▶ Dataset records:
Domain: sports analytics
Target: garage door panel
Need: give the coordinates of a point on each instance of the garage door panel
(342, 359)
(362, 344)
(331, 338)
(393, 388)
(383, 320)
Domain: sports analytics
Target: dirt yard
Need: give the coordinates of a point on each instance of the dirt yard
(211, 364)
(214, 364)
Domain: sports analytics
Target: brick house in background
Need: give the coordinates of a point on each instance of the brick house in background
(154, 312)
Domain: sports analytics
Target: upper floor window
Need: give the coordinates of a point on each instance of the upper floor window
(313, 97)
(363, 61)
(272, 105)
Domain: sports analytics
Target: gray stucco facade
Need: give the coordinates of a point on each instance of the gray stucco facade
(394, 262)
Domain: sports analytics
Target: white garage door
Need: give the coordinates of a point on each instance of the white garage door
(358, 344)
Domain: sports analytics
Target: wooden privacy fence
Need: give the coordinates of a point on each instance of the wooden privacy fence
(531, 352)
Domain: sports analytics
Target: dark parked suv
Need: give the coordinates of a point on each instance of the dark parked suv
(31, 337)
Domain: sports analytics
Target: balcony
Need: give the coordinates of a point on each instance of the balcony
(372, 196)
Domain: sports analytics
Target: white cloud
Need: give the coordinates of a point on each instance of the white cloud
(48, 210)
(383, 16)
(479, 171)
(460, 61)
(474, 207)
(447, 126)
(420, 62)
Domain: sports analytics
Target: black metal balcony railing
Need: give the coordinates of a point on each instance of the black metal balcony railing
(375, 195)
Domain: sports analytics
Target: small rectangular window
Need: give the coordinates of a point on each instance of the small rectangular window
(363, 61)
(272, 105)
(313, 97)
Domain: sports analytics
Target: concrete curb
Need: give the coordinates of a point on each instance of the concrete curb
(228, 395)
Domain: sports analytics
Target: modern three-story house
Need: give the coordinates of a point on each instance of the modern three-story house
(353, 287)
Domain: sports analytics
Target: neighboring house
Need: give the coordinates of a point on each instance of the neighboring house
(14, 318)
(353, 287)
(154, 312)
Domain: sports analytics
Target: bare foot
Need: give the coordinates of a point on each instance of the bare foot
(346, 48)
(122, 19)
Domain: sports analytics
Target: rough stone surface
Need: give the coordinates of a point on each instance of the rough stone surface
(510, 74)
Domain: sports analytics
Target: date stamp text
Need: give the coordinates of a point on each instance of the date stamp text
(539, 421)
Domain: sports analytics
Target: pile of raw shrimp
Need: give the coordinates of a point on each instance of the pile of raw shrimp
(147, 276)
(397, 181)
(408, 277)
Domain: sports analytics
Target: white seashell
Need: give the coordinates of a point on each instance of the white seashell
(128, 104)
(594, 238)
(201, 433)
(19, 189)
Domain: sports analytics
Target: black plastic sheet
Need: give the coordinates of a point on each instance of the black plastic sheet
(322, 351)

▶ What is needed: This calls for all of the entries above, repeated exactly.

▶ Answer to the problem:
Domain: sports analytics
Target: garage door panel
Need: give the coordinates of a point on each instance of the garage door panel
(342, 359)
(362, 344)
(331, 338)
(393, 388)
(383, 320)
Domain: sports analytics
Target: dirt yard
Need: give the coordinates of a point on each instance of the dirt yard
(211, 364)
(214, 364)
Domain: sports analytics
Target: brick house in background
Need: give the coordinates of a point on each instance of the brick house in background
(154, 312)
Domain: sports analytics
Target: upper floor window
Need: give the coordinates of a point on each instance of the upper floor window
(313, 97)
(363, 61)
(272, 105)
Domain: sports analytics
Target: gray stucco facade
Need: give the coordinates of a point on each instance of the gray stucco facade
(394, 262)
Domain: sports analytics
Target: white garage door
Need: give the coordinates of a point on each instance of the white garage door
(358, 344)
Domain: sports analytics
Target: wooden privacy fence
Need: give the coordinates of a point on each instance of the wooden privacy fence
(531, 352)
Domain: sports analytics
Target: dark parked suv
Need: give the coordinates of a point on each instance of the dark parked suv
(31, 337)
Domain: sports analytics
Target: balcony
Need: give the coordinates of a point on each instance of the balcony
(372, 196)
Domain: sports analytics
Target: white cloud
Need: give the coordinates of a point on each instance of the white cloud
(48, 210)
(383, 16)
(479, 171)
(460, 61)
(474, 207)
(447, 126)
(420, 62)
Domain: sports analytics
Target: black metal balcony railing
Need: give the coordinates of a point on each instance of the black metal balcony railing
(375, 195)
Domain: sports analytics
Target: small rectangular window
Need: give the coordinates of a point on each instance of the small rectangular window
(363, 61)
(272, 105)
(313, 97)
Domain: sports analytics
Target: concrete curb
Need: give the coordinates of a point on each instance of the concrete curb
(228, 395)
Domain: sports analytics
Target: modern three-story house
Need: give the coordinates of a point on each instance of the modern three-story house
(353, 287)
Domain: sports analytics
Target: neighboring house
Need: give the coordinates of a point on each instance of the neighboring house
(14, 318)
(353, 287)
(154, 312)
Domain: sports analytics
Target: bare foot
Need: give the coordinates of a point on each instance of the bare foot
(346, 48)
(122, 19)
Domain: sports analytics
Target: rough stone surface
Need: give the coordinates of a point on each instance of the rough stone surface
(510, 74)
Domain: sports analytics
Target: date stamp text
Need: give the coordinates of a point on each instance of the date stamp text
(539, 421)
Domain: sports analytics
Target: pile of raw shrimp
Need: give the coordinates of a point on each instance of the pile of raw shrimp
(147, 276)
(397, 181)
(408, 277)
Domain: sports analytics
Target: white seashell
Need: give the coordinates of a point on each instance of the white seashell
(128, 104)
(594, 238)
(201, 433)
(19, 189)
Domain: sports analytics
Target: black plastic sheet
Need: give the coordinates of a point on each instance of the black plastic sheet
(322, 351)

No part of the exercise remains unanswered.